**Given exercise**
Copy the data that follows, character for character, minus the pictures.

**Data listing**
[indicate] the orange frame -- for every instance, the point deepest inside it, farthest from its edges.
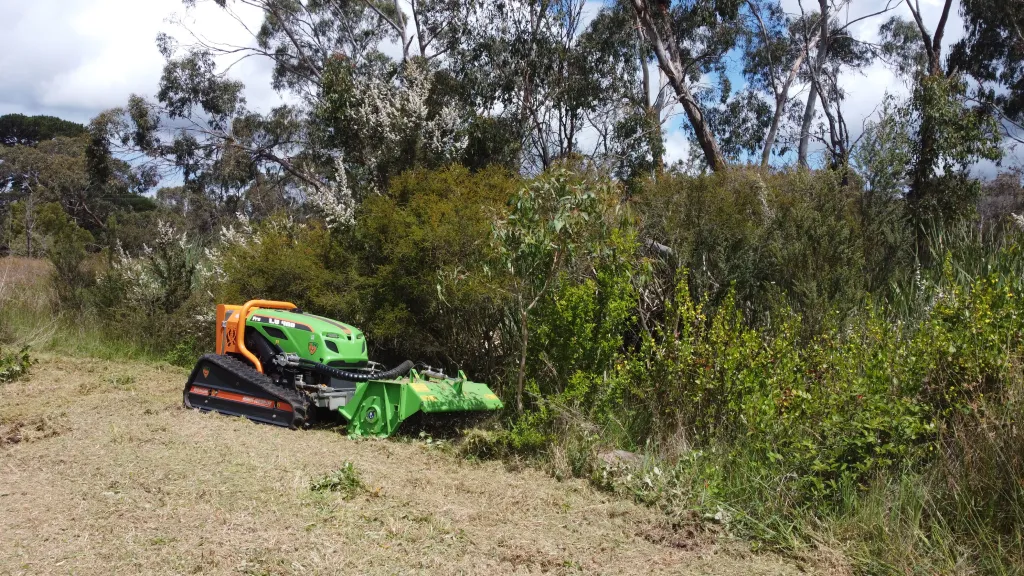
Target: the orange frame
(244, 315)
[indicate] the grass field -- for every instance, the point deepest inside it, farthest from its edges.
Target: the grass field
(101, 471)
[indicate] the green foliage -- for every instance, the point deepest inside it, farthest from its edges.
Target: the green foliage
(345, 481)
(14, 365)
(67, 253)
(17, 129)
(421, 245)
(794, 233)
(951, 137)
(293, 261)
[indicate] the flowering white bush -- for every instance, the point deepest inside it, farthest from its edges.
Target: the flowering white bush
(390, 111)
(165, 274)
(333, 199)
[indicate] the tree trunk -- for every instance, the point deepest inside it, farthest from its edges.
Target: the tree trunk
(674, 71)
(29, 224)
(805, 126)
(812, 97)
(780, 99)
(524, 336)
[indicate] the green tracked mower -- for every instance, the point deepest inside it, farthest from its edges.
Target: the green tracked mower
(278, 365)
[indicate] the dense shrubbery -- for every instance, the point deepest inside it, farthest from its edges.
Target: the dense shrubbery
(14, 365)
(775, 346)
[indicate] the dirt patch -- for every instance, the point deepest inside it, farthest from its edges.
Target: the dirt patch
(32, 430)
(145, 487)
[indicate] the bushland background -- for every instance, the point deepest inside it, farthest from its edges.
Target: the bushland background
(803, 350)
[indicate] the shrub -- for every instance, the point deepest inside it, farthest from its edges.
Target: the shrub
(14, 365)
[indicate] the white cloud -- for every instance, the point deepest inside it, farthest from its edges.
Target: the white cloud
(75, 58)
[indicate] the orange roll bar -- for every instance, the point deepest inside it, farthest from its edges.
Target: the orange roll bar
(244, 315)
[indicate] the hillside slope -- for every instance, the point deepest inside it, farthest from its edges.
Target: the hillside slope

**Reply**
[indicate] the orange frame -- for every instance, the point deepest inside it, farthest from its edges.
Target: the orange frame
(244, 315)
[indicate] the grass field -- for every instance, the point deepest inside it, farthest from its edges.
Target: the grass field
(101, 471)
[indicate] the green foliage -- for every instance, the point deepest inside it, farthest from its edges.
Target: the green foliage
(345, 481)
(14, 365)
(67, 253)
(17, 129)
(421, 245)
(794, 233)
(951, 137)
(293, 261)
[indicate] the flowering white bush -- for every instance, the point deepest inside it, farthest from its edges.
Target: the flowering white bush
(390, 111)
(165, 274)
(333, 199)
[indicate] the tree trunk -- for every instance, the point deepest inside it, farthest from its edges.
Target: the tree trunk
(674, 71)
(29, 224)
(805, 126)
(812, 97)
(780, 99)
(524, 336)
[indicate] the green tracked mower -- for every instance, the point deepest inside it, farthest from its edges.
Target: the green tracked mower
(278, 365)
[indicate] the dense shrubbery -- for every instance, the point deepest inside it, farthest from its edges.
Target: the dense shrubbery
(14, 365)
(775, 346)
[indicate] the dirt patch -- for every instance, the point deepest inside it, farthest from its edges.
Target: the dirt patch
(32, 430)
(145, 487)
[indicate] the bushland background -- for every instance, the point deepest inside it, farthest from its edges.
Target: the bushland background
(803, 350)
[indicate] the shrub -- for every instance, the point deepest inside it, farthest from its edges.
Target: the shrub
(14, 365)
[indicate] the white cloud -- for every instance, the point deepest inside it, farthest from its edges.
Target: the white cloud
(75, 58)
[indicate] the orange roll bar -- for every instance, the point deepest inside it, farthest from its edges.
Target: the orange roll bar
(244, 315)
[indicate] the hillside slope -- for every instance, the point deepest inside it, farthest from its edges.
Target: the hillside slope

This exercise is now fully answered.